Some records:
+---+
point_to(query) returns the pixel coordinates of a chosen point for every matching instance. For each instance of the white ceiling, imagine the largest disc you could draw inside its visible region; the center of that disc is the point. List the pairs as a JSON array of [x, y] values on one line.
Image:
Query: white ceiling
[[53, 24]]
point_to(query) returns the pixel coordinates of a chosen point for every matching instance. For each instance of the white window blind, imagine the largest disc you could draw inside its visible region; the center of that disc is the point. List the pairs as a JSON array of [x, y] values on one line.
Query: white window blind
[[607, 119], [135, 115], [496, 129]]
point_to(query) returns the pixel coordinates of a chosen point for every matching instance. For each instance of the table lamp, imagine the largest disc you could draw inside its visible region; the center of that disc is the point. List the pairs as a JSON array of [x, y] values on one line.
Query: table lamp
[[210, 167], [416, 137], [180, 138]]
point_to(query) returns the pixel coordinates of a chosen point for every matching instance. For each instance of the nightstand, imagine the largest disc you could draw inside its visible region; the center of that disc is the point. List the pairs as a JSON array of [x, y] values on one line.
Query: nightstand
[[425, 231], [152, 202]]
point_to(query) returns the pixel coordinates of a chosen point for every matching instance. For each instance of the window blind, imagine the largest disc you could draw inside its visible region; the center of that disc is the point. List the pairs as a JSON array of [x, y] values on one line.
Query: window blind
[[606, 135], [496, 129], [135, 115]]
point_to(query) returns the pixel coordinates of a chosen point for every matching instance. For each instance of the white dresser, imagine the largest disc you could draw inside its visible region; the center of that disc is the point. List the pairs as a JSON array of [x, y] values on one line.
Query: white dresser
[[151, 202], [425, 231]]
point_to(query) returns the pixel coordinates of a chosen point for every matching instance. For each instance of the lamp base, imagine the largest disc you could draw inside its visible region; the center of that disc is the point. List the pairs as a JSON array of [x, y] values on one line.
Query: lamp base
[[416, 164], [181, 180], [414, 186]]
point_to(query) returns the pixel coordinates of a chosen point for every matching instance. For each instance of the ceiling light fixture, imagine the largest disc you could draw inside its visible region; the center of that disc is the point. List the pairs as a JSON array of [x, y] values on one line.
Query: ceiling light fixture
+---+
Rescale the items from the very start through the line that has "[[607, 119], [135, 115], [496, 129]]". Repeat every line in that span, requests included, and multiply each point coordinate in the answers by 1.9, rounding to whole numbers with halves going up.

◆ Task solution ◆
point_to(query) returns the pixel coordinates of a chosen point for every matching instance. For each instance of the white ceiling, imagine the largest disc you could draw inside its visible region; the center of that disc is the point. List the pairs as a JSON array of [x, y] values on one line.
Image:
Query: white ceiling
[[101, 46]]
point_to(query) returns the pixel coordinates of a chosen point for every matching instance. For each instance of the white window blind, imagine the largest disc you could draw inside its visible region; the center of that disc is the point. List the pairs as a JSON array of [x, y] values on one line.
Query: white window blind
[[1153, 226], [257, 219], [942, 245]]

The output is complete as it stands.